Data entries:

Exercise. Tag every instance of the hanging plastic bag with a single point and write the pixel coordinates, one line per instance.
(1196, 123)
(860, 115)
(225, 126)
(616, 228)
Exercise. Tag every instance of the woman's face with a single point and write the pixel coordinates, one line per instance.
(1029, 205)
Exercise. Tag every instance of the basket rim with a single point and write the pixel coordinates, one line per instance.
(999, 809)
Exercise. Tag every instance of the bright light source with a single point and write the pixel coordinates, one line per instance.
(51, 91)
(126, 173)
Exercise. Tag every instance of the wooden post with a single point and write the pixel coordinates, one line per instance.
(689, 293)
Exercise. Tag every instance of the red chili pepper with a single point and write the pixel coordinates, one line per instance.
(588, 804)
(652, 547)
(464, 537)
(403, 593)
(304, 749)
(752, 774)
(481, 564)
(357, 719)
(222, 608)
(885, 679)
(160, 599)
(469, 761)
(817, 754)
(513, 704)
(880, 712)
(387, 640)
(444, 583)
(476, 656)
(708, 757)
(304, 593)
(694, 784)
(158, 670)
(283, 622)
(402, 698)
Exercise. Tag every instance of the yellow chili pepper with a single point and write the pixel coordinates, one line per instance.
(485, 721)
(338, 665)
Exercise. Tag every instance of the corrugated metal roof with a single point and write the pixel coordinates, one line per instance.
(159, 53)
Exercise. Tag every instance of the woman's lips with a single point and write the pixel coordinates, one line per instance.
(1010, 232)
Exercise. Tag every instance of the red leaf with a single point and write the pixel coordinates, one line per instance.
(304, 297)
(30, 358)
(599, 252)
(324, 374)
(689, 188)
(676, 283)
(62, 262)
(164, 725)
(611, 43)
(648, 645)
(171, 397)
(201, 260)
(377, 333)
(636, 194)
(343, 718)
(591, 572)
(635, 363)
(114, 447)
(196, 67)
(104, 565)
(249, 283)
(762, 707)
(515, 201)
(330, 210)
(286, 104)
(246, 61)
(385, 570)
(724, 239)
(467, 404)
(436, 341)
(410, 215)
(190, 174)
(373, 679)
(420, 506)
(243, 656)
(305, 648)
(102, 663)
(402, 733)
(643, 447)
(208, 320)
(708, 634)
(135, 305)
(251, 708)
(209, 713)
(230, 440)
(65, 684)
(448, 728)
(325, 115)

# What is required
Set down all of the records shown above once more, exactly.

# Exercise output
Exercise. Tag every instance of the hanging plastic bag with a single point and write the pixel coordinates, one line per instance.
(1196, 123)
(860, 115)
(225, 126)
(616, 228)
Exercise. Tag every instance of the woman's face with a single point and write the pixel coordinates, one line per instance.
(1029, 205)
Exercise. Tag every instance of the basket rim with a single point and write the pixel coordinates, one line per instance.
(999, 809)
Exercise. Tag every instance of the bright light source with a single point and write the pixel coordinates, one line per instance.
(51, 91)
(126, 173)
Exercise. Tag every instance of the wooden post with a single point and write the pixel coordinates, one line per instance.
(689, 293)
Exercise. Tag every instance of the red chili pepper with a single point and write the pixel coordinates, one line per instance.
(588, 804)
(652, 547)
(464, 537)
(403, 593)
(304, 749)
(752, 774)
(481, 564)
(357, 719)
(222, 608)
(885, 679)
(160, 599)
(469, 761)
(817, 754)
(513, 704)
(880, 712)
(387, 640)
(444, 583)
(476, 656)
(708, 757)
(304, 593)
(694, 784)
(158, 670)
(283, 622)
(402, 698)
Exercise. Tag every instance of the yellow chili pepper with a single point and write the pixel coordinates, one line per instance.
(485, 721)
(338, 665)
Exercise. Tag every instance of the corrugated metal roof with a single point and write the pixel coordinates, one line per instance.
(159, 53)
Exercise. Tag every instance of the woman's lips with a single point and write the pixel coordinates, one line per instance.
(1010, 232)
Exercise. Tag every instance of the red leaf with a single point and write the pixel coordinates, one line per instance.
(304, 297)
(30, 358)
(599, 252)
(324, 374)
(689, 188)
(676, 283)
(62, 262)
(164, 725)
(611, 43)
(648, 645)
(171, 397)
(201, 260)
(377, 333)
(636, 194)
(343, 718)
(591, 572)
(635, 363)
(114, 447)
(196, 67)
(104, 565)
(249, 283)
(762, 707)
(515, 201)
(330, 210)
(286, 104)
(246, 61)
(385, 570)
(724, 239)
(467, 404)
(436, 341)
(410, 215)
(190, 174)
(373, 679)
(420, 506)
(243, 656)
(305, 648)
(102, 663)
(402, 733)
(643, 447)
(208, 320)
(708, 634)
(135, 305)
(251, 708)
(209, 713)
(230, 440)
(65, 684)
(448, 728)
(325, 115)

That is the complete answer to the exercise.